:: PROBLEMS TO WORK ON ::
1. Reproduce, character for character, the passage of the GenAI lessons article starting with "June 12, 2025·11" and going on through "features in production.".
2. Render this sentence from the GenAI lessons article in Spanish: "Teams want to adopt the tooling we're building."

:: DOCUMENT SECTION ::

June 12, 2025·11 min read

What We Learned in 60 Days of Building with GenAI

Six months into our team's GenAI journey, here are the hard-won lessons from 60 days of building, evaluating, and shipping AI-powered features in production.

GenAI

Engineering

Lessons Learned

How do you know if your GenAI system is working? It's the question we find ourselves asking on nearly every consultancy call. With traditional software, "finished" was a clear target. With GenAI — not so much.

Two months ago, our new GenAI in Testing team launched with a simple goal: build brand-new, industry-leading internal GenAI tooling for Quality Engineers (QEs). Fast forward to today and we're fielding back-to-back requests from not just Quality Engineering but across our company. Teams want to adopt the tooling we're building. They want to upskill in this new technology. But it's very clear the approach required for not just building but testing these new systems is still a challenge for those not close to the technology day in and day out.

And it turns out we seem to be repeating the same questions on nearly every consultancy call: how do you know if your GenAI system is working the way you want it to? Traditional testing was a pre-release activity — it was quite clear what "finished" looked like. Not anymore.

After weeks of customer calls, prototypes, failures, and unexpected edge cases, here are the biggest lessons I've learned — lessons I now repeat on every consultancy call.

Test Value Proposition First
If You Can't Define Success, the Model Won't Either
- What to Ask Yourself
Vague Requirements + Ambiguous Data = Garbage In, Garbage Out
LLM Testing Is Looking Like Its Own Discipline
LLM-as-a-Judge: Let the AI Test for You
- Caveats
GenAI Testing Is Not a One-Time Event
Final Thoughts

Test Value Proposition First

This is a significant point I must make clear.

:: SUPPLIED MATERIAL ::

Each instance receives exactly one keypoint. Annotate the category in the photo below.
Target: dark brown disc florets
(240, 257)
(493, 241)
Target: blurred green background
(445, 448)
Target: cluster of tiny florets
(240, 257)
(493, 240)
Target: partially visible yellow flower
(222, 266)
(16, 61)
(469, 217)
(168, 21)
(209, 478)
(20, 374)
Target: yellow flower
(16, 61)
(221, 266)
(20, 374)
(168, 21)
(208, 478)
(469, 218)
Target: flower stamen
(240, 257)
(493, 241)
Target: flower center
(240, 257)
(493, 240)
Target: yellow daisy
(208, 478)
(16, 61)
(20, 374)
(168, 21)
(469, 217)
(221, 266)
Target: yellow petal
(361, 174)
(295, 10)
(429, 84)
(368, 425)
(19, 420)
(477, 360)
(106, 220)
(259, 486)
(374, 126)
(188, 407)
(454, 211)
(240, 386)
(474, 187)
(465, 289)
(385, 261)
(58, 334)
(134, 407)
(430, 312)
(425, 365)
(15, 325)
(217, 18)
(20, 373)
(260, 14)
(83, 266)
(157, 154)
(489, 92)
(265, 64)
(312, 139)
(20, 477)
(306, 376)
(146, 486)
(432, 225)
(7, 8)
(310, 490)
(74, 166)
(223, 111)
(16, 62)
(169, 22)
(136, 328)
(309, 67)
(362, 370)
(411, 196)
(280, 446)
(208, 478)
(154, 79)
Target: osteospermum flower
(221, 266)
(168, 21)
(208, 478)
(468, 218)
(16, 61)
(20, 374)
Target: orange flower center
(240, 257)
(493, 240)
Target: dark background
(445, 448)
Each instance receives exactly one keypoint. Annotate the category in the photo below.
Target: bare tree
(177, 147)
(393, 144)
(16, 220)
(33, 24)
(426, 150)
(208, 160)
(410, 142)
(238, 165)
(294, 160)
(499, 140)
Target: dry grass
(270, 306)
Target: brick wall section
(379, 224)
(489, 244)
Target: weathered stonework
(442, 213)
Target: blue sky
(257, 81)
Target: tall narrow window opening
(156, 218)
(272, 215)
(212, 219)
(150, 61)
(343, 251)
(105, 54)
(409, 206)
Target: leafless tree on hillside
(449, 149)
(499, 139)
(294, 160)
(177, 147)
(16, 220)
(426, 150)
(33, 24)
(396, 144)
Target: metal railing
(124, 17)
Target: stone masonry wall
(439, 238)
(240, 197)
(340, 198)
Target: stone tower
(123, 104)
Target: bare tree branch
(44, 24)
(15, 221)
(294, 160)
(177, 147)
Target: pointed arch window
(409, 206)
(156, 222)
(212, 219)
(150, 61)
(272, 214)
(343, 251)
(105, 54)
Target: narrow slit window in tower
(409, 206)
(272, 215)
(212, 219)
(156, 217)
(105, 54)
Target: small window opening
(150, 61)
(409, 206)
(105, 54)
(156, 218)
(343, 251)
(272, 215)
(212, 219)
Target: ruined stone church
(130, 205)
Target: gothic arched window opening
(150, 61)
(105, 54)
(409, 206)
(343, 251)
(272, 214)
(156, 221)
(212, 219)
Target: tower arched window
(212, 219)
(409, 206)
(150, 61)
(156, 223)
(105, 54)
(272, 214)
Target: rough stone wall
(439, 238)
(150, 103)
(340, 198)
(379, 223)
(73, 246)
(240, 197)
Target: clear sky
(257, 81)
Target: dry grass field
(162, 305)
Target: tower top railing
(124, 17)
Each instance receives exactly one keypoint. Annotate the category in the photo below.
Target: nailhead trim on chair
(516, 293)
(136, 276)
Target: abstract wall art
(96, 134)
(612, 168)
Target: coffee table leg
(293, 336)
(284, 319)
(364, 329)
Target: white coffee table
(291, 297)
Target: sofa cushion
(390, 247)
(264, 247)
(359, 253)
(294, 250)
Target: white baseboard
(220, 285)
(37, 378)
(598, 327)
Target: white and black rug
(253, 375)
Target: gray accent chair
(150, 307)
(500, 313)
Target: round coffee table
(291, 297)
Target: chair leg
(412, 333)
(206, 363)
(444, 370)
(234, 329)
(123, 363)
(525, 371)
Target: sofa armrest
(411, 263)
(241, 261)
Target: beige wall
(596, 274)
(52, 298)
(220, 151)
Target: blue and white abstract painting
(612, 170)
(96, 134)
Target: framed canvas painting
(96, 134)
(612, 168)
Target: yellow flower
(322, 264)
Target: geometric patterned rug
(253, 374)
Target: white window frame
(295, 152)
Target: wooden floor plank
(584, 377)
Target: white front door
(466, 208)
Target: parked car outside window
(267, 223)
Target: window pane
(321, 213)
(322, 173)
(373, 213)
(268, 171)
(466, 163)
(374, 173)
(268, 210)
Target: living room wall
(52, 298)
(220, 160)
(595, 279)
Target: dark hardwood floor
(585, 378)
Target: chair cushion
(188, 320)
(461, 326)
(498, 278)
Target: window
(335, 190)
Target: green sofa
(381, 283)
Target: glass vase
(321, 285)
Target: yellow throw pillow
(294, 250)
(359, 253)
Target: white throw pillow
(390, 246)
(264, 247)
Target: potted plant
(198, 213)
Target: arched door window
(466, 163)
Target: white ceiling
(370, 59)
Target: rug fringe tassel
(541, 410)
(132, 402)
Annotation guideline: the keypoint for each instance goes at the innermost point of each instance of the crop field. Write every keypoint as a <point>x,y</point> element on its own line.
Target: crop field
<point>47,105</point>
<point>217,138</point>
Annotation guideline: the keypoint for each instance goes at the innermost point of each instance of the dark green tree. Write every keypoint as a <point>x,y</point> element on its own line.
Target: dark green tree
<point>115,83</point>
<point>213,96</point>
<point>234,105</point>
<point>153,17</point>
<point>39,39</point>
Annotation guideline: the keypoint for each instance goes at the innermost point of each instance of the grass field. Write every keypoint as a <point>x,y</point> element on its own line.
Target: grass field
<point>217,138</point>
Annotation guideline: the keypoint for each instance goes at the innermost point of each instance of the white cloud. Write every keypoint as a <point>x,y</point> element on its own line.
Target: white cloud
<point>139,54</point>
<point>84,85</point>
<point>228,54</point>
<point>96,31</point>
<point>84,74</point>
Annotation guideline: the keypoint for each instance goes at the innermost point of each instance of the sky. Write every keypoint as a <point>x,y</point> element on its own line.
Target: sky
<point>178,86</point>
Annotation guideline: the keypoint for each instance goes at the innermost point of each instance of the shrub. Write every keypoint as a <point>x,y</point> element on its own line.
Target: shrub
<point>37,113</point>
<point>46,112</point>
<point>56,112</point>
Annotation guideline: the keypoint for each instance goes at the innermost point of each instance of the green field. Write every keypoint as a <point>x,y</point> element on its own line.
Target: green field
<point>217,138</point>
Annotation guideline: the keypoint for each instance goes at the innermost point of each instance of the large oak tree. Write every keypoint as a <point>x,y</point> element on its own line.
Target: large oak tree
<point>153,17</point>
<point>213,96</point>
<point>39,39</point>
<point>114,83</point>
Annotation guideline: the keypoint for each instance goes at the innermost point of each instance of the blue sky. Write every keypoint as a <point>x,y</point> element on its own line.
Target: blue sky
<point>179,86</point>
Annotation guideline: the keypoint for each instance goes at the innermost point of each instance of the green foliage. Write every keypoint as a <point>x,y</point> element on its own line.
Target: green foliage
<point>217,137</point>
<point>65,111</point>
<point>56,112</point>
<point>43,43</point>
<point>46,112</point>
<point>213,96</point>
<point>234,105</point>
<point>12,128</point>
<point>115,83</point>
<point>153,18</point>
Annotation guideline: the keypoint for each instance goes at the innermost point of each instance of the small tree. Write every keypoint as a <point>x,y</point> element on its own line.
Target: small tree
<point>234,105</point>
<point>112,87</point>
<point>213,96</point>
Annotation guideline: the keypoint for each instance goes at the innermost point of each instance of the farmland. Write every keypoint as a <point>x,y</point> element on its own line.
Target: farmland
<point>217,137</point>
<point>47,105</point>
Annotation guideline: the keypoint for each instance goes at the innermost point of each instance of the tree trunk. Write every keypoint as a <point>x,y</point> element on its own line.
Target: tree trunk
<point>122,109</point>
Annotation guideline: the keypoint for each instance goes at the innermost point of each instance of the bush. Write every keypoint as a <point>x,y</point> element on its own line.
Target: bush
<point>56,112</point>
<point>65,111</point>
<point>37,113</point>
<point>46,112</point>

:: SOLUTIONS IN ORDER ::
1.
June 12, 2025·11 min read

What We Learned in 60 Days of Building with GenAI

Six months into our team's GenAI journey, here are the hard-won lessons from 60 days of building, evaluating, and shipping AI-powered features in production.

2. Los equipos quieren adoptar las herramientas que estamos creando.